▶ _EXERCISE TASK_: Reproduce the items word for word, beginning with the line that contains "Target: jacket collar" and ending with the last line of the items, including both of those lines. Leave the pictures out of your answer.

▶ _DATA FOR THIS EXERCISE_:
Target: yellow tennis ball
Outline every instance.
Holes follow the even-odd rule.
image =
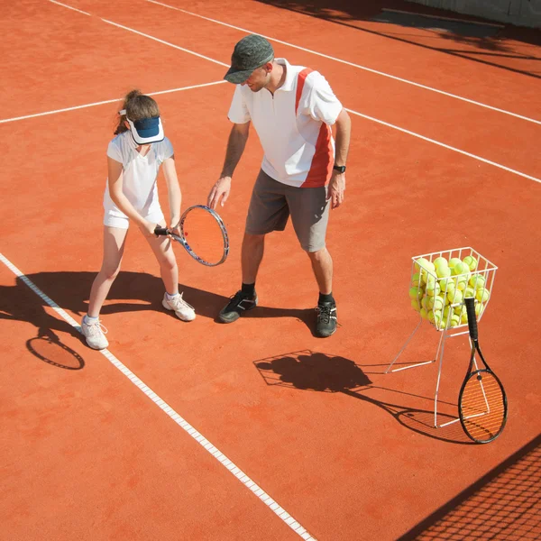
[[[456,304],[463,301],[463,296],[460,289],[453,289],[447,293],[447,298],[451,304]]]
[[[484,276],[481,276],[481,274],[472,274],[470,277],[470,285],[474,289],[479,289],[479,288],[484,288],[485,285]]]
[[[475,298],[479,300],[479,302],[487,302],[489,298],[491,297],[491,292],[486,288],[480,288],[475,292]]]
[[[466,287],[468,286],[468,277],[467,276],[458,276],[456,279],[456,288],[461,291],[464,291]]]
[[[453,269],[454,269],[454,265],[456,265],[456,263],[462,263],[462,260],[458,257],[452,257],[449,260],[449,269],[451,269],[451,272],[453,272]]]
[[[453,267],[453,274],[454,276],[458,276],[459,274],[465,274],[470,271],[470,267],[465,265],[462,261],[457,262],[454,267]]]
[[[472,255],[466,255],[463,260],[463,263],[468,265],[470,270],[475,270],[475,269],[477,269],[477,260]]]
[[[421,290],[418,288],[409,288],[409,298],[419,298],[422,296]]]
[[[435,295],[433,297],[426,297],[426,307],[429,310],[443,310],[445,306],[445,301],[443,297]]]
[[[437,282],[434,282],[432,284],[426,284],[426,295],[430,297],[434,297],[440,292],[440,286]]]

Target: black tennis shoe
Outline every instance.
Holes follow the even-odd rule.
[[[316,335],[326,338],[336,332],[336,303],[321,302],[316,307],[317,322],[316,323]]]
[[[252,310],[257,306],[257,294],[244,295],[241,289],[239,289],[227,303],[227,306],[222,308],[220,312],[220,321],[224,323],[233,323],[236,321],[243,312]]]

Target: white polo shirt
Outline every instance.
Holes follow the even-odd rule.
[[[274,92],[252,92],[247,85],[235,88],[229,120],[252,121],[264,156],[261,169],[289,186],[325,186],[335,161],[332,126],[342,111],[326,78],[285,59],[276,62],[286,69],[284,84]]]
[[[161,162],[173,155],[173,146],[165,137],[160,142],[152,142],[144,156],[136,148],[130,132],[124,132],[109,142],[107,156],[122,163],[123,193],[144,217],[160,212],[156,179]],[[111,199],[108,179],[104,194],[104,208],[110,215],[127,217]]]

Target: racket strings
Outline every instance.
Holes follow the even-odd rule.
[[[217,263],[224,255],[226,236],[218,222],[206,210],[195,208],[182,225],[188,249],[200,260]]]
[[[464,428],[474,440],[496,437],[506,417],[505,397],[498,380],[490,372],[471,377],[462,393],[461,410]]]

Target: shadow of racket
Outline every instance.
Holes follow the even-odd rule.
[[[63,344],[52,332],[39,334],[26,341],[28,351],[43,362],[65,370],[81,370],[85,360],[69,346]]]
[[[471,445],[460,423],[436,428],[434,411],[410,408],[373,399],[366,392],[379,390],[390,391],[403,397],[411,397],[417,402],[428,399],[408,392],[377,387],[353,361],[340,356],[330,356],[309,350],[292,352],[254,362],[267,385],[294,388],[317,392],[343,393],[381,408],[400,425],[426,437],[447,443]],[[440,402],[442,403],[442,402]],[[451,405],[456,408],[456,405]],[[443,423],[454,420],[455,416],[438,412]]]

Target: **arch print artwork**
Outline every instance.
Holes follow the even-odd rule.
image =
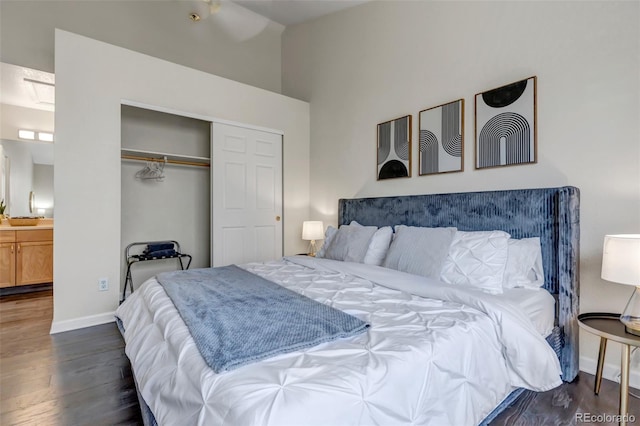
[[[419,174],[464,170],[464,99],[420,111]]]
[[[411,116],[378,124],[378,180],[411,177]]]
[[[476,95],[476,169],[536,162],[536,77]]]

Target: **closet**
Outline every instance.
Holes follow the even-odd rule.
[[[191,268],[283,255],[282,132],[137,105],[122,105],[121,129],[122,253],[176,240]],[[148,263],[135,288],[176,269],[175,259]],[[121,277],[125,265],[123,254]]]
[[[120,289],[133,242],[176,240],[191,268],[210,266],[210,150],[210,122],[122,105]],[[175,269],[176,259],[137,265],[134,286]]]

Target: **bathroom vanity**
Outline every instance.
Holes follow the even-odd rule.
[[[0,288],[53,282],[53,224],[0,226]]]

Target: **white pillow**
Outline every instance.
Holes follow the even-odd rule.
[[[351,221],[351,226],[362,226],[355,220]],[[391,237],[393,236],[393,229],[390,226],[383,226],[378,228],[371,241],[369,242],[369,248],[367,254],[364,256],[364,262],[367,265],[382,265],[384,258],[389,251],[389,245],[391,244]]]
[[[447,284],[477,287],[492,294],[502,293],[509,257],[510,235],[504,231],[458,231],[442,267]]]
[[[544,285],[540,238],[509,240],[509,257],[504,271],[504,288],[540,288]]]
[[[324,257],[362,263],[377,226],[342,225],[324,252]]]
[[[456,228],[396,225],[395,230],[382,266],[439,279]]]
[[[338,232],[336,228],[331,225],[327,226],[327,230],[324,231],[324,242],[322,243],[320,250],[316,252],[316,257],[324,257],[324,253],[327,251],[327,247],[329,247],[329,244],[331,244],[331,241],[333,241],[333,238],[336,236],[336,232]]]

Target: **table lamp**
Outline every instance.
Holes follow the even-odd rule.
[[[302,222],[302,239],[310,240],[309,256],[316,255],[316,240],[324,238],[324,225],[320,220],[307,220]]]
[[[601,276],[607,281],[635,286],[620,321],[627,333],[640,336],[640,234],[605,235]]]

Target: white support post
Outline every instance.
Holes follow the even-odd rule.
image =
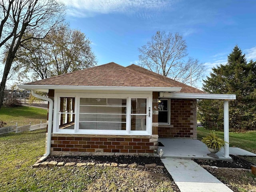
[[[229,157],[229,131],[228,119],[228,101],[224,101],[224,156]]]

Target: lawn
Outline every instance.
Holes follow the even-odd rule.
[[[33,168],[44,153],[45,136],[42,130],[0,135],[0,191],[173,191],[169,177],[153,172],[87,166]]]
[[[210,130],[203,127],[197,128],[197,138],[201,140],[209,133]],[[223,132],[215,132],[219,137],[224,138]],[[229,133],[229,146],[242,148],[253,153],[256,153],[256,131],[244,132],[230,132]]]
[[[7,124],[6,126],[18,126],[39,124],[40,121],[46,122],[47,119],[47,110],[35,107],[21,106],[17,107],[3,107],[0,110],[0,121]]]

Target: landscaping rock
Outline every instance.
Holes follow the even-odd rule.
[[[40,164],[41,164],[41,163],[35,163],[34,165],[32,166],[32,167],[33,168],[37,168],[40,165]]]
[[[142,169],[145,168],[145,166],[143,165],[139,165],[137,166],[137,169]]]
[[[118,164],[116,163],[111,163],[110,167],[117,167]]]
[[[158,169],[163,169],[164,168],[164,166],[162,166],[162,165],[157,165],[156,166],[156,167]]]
[[[82,166],[85,166],[87,165],[86,163],[77,163],[76,164],[76,166],[78,167],[81,167]]]
[[[137,164],[136,163],[132,163],[128,166],[128,167],[129,168],[136,168],[137,167]]]
[[[155,168],[156,166],[155,163],[151,163],[150,164],[146,164],[145,165],[145,168]]]
[[[62,167],[62,166],[64,166],[64,162],[59,162],[57,164],[57,167]]]
[[[256,166],[252,165],[251,169],[252,169],[252,173],[254,175],[256,175]]]
[[[88,163],[87,166],[90,166],[90,167],[94,167],[95,166],[95,163]]]
[[[120,168],[126,168],[128,166],[128,164],[119,164],[118,167]]]
[[[74,162],[70,162],[66,163],[64,165],[64,166],[74,166],[76,164],[76,163]]]
[[[57,165],[57,164],[58,164],[58,162],[57,162],[56,161],[50,161],[48,163],[48,166],[49,167],[55,167]]]
[[[39,166],[40,167],[46,167],[47,166],[49,162],[48,161],[45,161],[44,162],[43,162]]]
[[[42,156],[41,158],[40,158],[38,160],[36,161],[36,163],[41,163],[44,161],[45,161],[45,160],[46,160],[46,159],[47,158],[48,158],[48,157]]]

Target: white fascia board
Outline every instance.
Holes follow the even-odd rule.
[[[236,95],[210,93],[160,93],[160,98],[174,99],[223,99],[234,100]]]
[[[34,90],[48,90],[49,89],[72,90],[103,90],[117,91],[149,91],[167,92],[178,92],[181,87],[118,87],[104,86],[73,86],[62,85],[18,85],[19,88]]]

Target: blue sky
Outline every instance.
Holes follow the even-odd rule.
[[[92,41],[98,65],[137,63],[138,48],[158,30],[182,35],[189,56],[206,66],[206,76],[226,63],[236,44],[248,60],[256,60],[254,0],[62,1],[71,28]]]
[[[137,64],[138,48],[158,30],[182,35],[188,56],[206,67],[205,76],[226,63],[236,44],[256,60],[255,0],[60,0],[70,27],[92,41],[98,65]]]

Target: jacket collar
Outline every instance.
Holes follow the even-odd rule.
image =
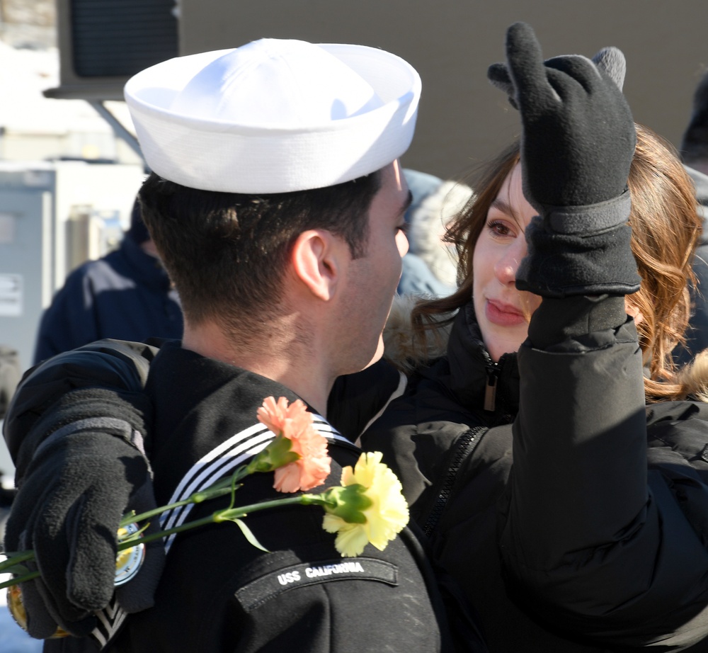
[[[457,312],[447,343],[450,390],[457,401],[474,410],[513,418],[519,409],[519,371],[515,353],[492,361],[472,302]]]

▶ _TASK SOLUTION_:
Target: jacket collar
Outline every instance.
Holes follow the even-odd rule.
image =
[[[457,312],[447,343],[450,390],[457,401],[474,410],[513,418],[519,409],[519,371],[515,353],[492,361],[472,302]]]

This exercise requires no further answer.